▶ [DOCUMENT SECTION]:

Rock-paintings along the upper portion of the river, shapes and symbols on rock surfaces, suggest that the area was already inhabited 5,000 years ago. Before the European colonisation, native groups of Beaver, Chipewyan, and Cree people lived in the Clearwater River area.

During European exploration and the fur trade of the 18th century, the lower Clearwater River was part of an important canoe route between Hudson Bay and Montreal in the east, and the District of Athabasca in the west. The rough Precambrian upper portion of the Clearwater River was a barrier to the traders until 1778, when explorer Peter Pond crossed the Methye Portage to bypass it. Methye Portage extended between Lac La Loche and the Clearwater River, forming a 19 km overland link on the route from Churchill, Manitoba to Athabasca, Alberta. For almost 40 years, this was the only overland connection for the fur trade in the region, and it continued in use for most of the 19th century.

==Fish species==
The river's fish species include: walleye, yellow perch, northern pike, lake trout, Arctic grayling, lake whitefish, cisco, white sucker, longnose sucker and burbot.

==Conservation==
===Provincial park===
The province of Saskatchewan has established the Clearwater River Provincial Park, encompassing an area of 865 mi^{2}; or 2240 km^{2}, to protect the river's environment.

▶ [WHAT TO WORK ON]:
1: Answer these from the Clearwater River text:
(a) Which explorer crossed the Methye Portage in 1778?
(b) How long was the overland link that the Methye Portage formed?
(c) What area does Clearwater River Provincial Park cover?
2: How would you put this sentence from the Clearwater River text into French: "Before the European colonisation, native groups of Beaver, Chipewyan, and Cree people lived in the Clearwater River area."
3: Write the next part of the Clearwater River text, starting after its final sentence.
The records play no part here.

▶ [INFORMATION]:

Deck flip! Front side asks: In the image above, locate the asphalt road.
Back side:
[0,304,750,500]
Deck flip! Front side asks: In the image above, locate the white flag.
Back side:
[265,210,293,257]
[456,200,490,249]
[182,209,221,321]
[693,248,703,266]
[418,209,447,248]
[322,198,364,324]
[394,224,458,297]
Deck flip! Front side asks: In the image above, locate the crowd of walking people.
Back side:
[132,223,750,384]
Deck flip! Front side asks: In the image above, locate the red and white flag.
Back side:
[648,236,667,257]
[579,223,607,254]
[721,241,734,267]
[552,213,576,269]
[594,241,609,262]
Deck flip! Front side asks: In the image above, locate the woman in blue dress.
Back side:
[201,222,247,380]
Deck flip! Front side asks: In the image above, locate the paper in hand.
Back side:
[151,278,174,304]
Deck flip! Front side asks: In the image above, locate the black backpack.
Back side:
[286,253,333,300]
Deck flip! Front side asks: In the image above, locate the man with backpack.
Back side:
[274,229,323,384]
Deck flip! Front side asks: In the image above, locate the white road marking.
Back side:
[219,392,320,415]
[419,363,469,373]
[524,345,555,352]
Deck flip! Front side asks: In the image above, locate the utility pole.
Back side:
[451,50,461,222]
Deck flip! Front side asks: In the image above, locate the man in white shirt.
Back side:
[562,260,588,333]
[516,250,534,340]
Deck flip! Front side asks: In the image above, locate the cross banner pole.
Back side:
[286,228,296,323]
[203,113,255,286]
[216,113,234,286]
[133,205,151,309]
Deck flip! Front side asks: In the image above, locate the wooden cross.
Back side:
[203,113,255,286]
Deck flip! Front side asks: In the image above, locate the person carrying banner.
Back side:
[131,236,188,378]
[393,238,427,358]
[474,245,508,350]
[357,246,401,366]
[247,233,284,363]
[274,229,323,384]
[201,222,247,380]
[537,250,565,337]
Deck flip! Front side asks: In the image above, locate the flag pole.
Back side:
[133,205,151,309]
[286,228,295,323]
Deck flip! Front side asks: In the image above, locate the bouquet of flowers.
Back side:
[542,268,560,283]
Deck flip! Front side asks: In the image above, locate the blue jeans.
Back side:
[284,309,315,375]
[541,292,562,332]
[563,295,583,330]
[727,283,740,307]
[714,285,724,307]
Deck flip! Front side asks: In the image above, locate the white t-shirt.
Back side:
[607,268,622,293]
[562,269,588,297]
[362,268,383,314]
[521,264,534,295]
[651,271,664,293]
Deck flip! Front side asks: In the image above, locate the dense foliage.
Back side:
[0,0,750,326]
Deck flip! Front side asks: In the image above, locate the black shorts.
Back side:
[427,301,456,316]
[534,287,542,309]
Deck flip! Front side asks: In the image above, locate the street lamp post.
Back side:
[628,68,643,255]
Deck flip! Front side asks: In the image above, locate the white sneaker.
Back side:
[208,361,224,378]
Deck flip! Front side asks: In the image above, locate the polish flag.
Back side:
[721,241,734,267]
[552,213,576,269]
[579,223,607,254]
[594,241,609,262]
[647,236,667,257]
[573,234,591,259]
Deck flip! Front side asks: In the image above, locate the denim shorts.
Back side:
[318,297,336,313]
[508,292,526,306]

---

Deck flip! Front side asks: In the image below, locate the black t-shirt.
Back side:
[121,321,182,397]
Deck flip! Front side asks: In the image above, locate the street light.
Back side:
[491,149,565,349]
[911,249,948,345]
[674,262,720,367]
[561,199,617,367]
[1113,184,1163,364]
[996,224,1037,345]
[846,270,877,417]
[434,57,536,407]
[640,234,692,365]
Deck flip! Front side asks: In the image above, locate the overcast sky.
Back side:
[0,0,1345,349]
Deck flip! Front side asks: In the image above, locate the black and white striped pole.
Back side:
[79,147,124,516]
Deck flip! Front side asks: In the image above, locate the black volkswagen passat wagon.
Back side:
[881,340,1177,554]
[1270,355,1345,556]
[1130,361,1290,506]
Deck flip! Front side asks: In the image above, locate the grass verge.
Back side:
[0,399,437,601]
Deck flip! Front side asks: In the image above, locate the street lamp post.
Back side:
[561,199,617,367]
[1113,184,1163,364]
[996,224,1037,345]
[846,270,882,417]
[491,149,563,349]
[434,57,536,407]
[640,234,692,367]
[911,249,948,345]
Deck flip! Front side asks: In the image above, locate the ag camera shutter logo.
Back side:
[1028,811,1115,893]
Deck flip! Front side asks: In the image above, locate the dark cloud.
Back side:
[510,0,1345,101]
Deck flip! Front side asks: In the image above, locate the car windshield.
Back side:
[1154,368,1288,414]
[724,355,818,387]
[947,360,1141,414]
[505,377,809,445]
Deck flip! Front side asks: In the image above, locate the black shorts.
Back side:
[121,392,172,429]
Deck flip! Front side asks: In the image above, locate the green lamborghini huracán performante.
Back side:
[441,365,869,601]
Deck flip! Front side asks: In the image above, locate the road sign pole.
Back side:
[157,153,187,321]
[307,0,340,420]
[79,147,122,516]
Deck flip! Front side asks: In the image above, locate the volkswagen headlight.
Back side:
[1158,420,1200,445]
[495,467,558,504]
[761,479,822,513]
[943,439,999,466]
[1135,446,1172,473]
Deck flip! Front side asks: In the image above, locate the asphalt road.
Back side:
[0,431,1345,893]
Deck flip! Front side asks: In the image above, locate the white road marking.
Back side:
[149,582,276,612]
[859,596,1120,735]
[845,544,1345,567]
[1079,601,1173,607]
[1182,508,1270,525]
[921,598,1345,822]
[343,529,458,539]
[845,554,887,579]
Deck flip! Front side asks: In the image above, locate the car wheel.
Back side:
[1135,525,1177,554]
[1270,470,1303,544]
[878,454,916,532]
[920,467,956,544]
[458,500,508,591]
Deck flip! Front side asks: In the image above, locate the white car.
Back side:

▶ [EXPECTED RESPONSES]:
1:
(a) Peter Pond
(b) 19 km
(c) 865 mi², or 2240 km²

2: Avant la colonisation européenne, des groupes autochtones des peuples Castor, Chipewyan et Cri vivaient dans la région de la rivière Clearwater.

3:
===Canadian Heritage Rivers System===
The Saskatchewan section was granted Canadian Heritage River status because of its "unspoiled, clear-water river in a pristine" isolated "wilderness setting of spectacular beauty".

==Regional Aquatics Monitoring Program (RAMP)==
The Regional Aquatics Monitoring Program (RAMP) uses the Clearwater River as a "baseline river system" to provide "information on the variability and characteristics of natural systems". Although natural outcrops of McMurray Formation oil sands are present along the river, the "lack of significant oil sands developments" within its watershed allows it to be used as a baseline.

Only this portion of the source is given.